[Start of MATERIAL]
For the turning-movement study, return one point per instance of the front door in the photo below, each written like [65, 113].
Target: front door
[End of MATERIAL]
[Start of MATERIAL]
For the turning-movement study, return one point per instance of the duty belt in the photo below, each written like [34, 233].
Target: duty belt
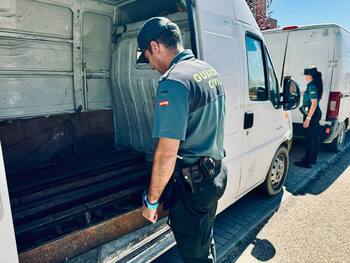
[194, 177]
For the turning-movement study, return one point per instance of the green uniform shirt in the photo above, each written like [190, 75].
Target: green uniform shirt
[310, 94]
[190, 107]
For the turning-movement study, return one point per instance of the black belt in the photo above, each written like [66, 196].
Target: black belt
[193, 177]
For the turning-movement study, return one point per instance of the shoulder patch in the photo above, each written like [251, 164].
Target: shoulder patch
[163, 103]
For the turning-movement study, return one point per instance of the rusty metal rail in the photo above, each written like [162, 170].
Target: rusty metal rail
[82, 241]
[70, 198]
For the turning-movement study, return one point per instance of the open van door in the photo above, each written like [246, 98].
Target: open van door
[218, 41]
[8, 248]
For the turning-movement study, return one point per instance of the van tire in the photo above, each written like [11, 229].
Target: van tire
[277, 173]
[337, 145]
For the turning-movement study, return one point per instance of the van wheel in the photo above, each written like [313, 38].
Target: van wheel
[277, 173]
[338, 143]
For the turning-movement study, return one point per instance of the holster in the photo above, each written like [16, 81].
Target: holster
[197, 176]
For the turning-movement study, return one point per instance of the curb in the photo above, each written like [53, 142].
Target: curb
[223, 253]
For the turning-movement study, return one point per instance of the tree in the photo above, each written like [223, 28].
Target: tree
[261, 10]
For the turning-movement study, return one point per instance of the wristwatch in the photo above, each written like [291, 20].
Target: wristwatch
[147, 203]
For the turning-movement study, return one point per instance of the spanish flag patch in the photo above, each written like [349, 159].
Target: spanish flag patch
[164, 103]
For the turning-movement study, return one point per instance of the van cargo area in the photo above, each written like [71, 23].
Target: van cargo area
[End of MATERIAL]
[Start of MATERIAL]
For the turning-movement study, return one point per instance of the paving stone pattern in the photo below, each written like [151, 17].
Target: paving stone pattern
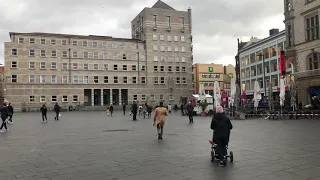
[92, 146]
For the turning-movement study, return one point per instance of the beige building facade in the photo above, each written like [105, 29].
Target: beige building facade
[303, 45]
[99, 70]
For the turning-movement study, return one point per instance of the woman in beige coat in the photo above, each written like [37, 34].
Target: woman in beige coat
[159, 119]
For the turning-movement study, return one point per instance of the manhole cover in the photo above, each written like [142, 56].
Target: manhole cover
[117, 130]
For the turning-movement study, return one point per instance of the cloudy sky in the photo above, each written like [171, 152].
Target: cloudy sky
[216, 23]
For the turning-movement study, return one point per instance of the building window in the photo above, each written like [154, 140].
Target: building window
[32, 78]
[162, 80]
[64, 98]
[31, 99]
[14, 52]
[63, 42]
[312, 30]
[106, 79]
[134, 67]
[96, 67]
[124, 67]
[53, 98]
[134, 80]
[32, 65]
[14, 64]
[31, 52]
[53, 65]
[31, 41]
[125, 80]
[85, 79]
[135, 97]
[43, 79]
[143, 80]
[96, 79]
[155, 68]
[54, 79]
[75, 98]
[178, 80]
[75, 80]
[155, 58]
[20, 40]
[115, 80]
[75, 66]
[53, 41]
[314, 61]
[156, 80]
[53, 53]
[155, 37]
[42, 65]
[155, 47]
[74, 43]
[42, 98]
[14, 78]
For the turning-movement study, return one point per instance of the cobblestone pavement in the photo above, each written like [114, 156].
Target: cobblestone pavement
[End of MATERIAL]
Copy the lines starting with the line with "like [313, 38]." and going on through the line with "Target: van cargo area", swapping "holster" for "pistol holster" and leaving everything else unchanged.

For the turning-movement study, return one point per instance of the van wheel in the photo above, each written like [313, 38].
Target: van wheel
[277, 173]
[338, 143]
For the turning-movement study, return one point per instance of the pistol holster in the photo above, each written like [16, 81].
Target: pistol holster
[197, 176]
For the turning-movement study, return one point per instance of the curb in the photo above, each written like [53, 142].
Target: curb
[223, 253]
For the turning-movement study, return one point per instance of the tree in the photo above, each written like [223, 28].
Target: tree
[261, 10]
For the turning-movement study, return one point per instance of the wristwatch in the photo above, each written like [291, 20].
Target: wristwatch
[147, 203]
For the turning-movement study, return one point per instance of the spanish flag patch in the photo above, each written like [349, 159].
Target: spanish flag patch
[164, 103]
For the turning-movement study, return one point per instance of the van cargo area in the photo above, each written like [71, 23].
Target: van cargo area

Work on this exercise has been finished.